> _Exercise_
Please gather every line in the entries below that contains the word "shorts", treating uppercase and lowercase letters as different.

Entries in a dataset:
** Begin **

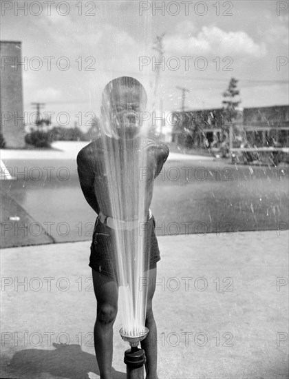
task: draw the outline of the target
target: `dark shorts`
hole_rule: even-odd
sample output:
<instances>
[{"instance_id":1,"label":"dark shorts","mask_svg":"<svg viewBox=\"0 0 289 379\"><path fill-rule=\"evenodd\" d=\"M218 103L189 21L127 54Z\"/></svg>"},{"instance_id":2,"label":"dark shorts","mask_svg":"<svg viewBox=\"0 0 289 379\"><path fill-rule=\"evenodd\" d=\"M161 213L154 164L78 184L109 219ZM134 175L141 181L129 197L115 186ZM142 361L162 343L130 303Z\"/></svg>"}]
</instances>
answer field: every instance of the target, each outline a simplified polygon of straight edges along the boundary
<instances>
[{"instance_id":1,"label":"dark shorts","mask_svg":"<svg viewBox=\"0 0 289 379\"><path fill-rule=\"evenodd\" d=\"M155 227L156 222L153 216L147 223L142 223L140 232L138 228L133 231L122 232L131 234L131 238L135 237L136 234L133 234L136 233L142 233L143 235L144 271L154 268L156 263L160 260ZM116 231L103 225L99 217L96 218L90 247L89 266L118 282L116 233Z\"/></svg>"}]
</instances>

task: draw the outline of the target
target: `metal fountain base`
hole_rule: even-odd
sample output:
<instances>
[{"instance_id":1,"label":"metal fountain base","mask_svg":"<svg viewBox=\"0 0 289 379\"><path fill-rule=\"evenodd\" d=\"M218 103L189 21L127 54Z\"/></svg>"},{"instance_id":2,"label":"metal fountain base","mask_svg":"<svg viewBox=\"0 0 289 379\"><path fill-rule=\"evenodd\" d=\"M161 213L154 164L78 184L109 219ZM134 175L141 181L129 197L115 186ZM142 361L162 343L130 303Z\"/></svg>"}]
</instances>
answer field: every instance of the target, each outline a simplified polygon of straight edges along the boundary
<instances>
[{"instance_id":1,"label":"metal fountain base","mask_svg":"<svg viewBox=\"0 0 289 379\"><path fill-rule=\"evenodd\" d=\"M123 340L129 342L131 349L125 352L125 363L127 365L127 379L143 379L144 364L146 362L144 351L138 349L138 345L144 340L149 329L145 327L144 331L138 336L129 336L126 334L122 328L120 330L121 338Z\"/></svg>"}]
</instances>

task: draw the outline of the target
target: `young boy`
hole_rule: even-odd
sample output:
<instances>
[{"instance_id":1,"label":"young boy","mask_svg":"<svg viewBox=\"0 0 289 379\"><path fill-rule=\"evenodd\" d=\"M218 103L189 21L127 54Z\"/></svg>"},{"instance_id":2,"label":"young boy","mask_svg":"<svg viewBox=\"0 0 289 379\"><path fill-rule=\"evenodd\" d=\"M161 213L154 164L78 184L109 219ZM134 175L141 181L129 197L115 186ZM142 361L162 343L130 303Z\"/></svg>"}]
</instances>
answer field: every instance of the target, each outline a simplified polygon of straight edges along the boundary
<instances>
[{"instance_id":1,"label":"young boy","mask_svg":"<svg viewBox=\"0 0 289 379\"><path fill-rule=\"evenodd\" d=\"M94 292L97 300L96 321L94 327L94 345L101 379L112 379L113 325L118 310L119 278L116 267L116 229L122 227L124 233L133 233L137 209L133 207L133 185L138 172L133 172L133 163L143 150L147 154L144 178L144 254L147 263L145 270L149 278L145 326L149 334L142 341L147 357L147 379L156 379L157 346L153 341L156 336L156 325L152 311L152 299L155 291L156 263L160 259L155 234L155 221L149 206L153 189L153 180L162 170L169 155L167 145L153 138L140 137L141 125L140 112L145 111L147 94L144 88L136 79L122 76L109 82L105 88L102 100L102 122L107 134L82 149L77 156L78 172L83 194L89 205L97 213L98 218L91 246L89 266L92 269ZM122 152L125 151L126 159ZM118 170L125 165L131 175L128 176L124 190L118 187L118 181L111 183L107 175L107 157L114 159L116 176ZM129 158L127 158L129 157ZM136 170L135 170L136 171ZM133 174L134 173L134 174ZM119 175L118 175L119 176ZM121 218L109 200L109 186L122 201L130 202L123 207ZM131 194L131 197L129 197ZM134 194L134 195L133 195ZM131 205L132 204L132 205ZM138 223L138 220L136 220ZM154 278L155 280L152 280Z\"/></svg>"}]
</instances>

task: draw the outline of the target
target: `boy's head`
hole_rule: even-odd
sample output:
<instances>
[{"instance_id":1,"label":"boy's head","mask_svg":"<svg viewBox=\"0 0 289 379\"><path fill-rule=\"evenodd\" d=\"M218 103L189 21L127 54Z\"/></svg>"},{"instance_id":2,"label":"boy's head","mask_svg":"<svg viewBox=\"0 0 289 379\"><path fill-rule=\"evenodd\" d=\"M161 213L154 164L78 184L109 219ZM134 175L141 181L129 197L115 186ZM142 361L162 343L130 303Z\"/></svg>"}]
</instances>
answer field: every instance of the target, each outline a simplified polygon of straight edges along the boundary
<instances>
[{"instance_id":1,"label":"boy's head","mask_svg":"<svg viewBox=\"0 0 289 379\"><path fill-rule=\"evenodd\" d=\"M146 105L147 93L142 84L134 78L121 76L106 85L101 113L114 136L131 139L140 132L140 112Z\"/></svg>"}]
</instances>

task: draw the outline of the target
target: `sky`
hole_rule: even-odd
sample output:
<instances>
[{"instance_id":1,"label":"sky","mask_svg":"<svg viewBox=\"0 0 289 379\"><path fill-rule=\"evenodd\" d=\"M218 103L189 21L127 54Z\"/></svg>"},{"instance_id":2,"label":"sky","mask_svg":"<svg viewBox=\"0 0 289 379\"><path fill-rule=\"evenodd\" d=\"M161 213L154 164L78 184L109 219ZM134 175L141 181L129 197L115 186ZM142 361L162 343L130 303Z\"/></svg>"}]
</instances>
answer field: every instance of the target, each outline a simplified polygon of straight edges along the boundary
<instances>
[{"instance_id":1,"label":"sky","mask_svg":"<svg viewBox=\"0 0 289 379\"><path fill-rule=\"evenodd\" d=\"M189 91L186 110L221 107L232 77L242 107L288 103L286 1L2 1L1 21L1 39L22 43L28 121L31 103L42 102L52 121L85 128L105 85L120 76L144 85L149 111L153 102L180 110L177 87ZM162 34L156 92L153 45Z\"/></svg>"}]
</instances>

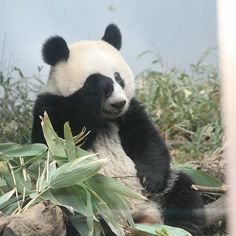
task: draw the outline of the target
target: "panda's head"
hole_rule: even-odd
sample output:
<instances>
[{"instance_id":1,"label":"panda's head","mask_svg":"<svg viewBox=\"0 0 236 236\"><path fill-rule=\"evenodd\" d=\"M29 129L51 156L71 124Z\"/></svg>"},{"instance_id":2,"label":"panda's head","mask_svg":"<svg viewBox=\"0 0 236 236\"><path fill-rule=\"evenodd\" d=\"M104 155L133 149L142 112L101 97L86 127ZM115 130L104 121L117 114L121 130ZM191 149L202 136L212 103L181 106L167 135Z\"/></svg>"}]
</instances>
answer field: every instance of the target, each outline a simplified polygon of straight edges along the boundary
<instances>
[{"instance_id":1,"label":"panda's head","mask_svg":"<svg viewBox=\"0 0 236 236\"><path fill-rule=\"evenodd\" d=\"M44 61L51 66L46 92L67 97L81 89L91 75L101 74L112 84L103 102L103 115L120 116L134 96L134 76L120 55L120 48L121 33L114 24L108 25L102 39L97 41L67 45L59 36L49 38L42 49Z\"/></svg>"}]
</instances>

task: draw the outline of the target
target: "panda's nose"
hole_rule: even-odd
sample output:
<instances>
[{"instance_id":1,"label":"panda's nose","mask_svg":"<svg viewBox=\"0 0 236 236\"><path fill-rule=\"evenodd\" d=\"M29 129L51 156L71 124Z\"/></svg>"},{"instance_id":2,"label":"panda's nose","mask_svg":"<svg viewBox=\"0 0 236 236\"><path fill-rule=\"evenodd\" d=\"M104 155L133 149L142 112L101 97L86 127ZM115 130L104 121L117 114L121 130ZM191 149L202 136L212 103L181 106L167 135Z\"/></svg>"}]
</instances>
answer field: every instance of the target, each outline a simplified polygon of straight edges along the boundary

** End **

> _In response_
target: `dark shorts`
[{"instance_id":1,"label":"dark shorts","mask_svg":"<svg viewBox=\"0 0 289 379\"><path fill-rule=\"evenodd\" d=\"M218 103L189 21L127 54Z\"/></svg>"},{"instance_id":2,"label":"dark shorts","mask_svg":"<svg viewBox=\"0 0 289 379\"><path fill-rule=\"evenodd\" d=\"M161 213L154 164L78 184L109 219ZM134 175L141 181L129 197L115 186ZM142 361L162 343L130 303Z\"/></svg>"}]
[{"instance_id":1,"label":"dark shorts","mask_svg":"<svg viewBox=\"0 0 289 379\"><path fill-rule=\"evenodd\" d=\"M155 227L156 222L153 216L147 223L142 223L140 232L138 228L133 231L122 232L131 234L131 238L135 237L136 234L133 234L136 233L142 233L143 235L144 271L154 268L156 263L160 260ZM116 231L103 225L99 217L96 218L90 247L89 266L118 282L116 233Z\"/></svg>"}]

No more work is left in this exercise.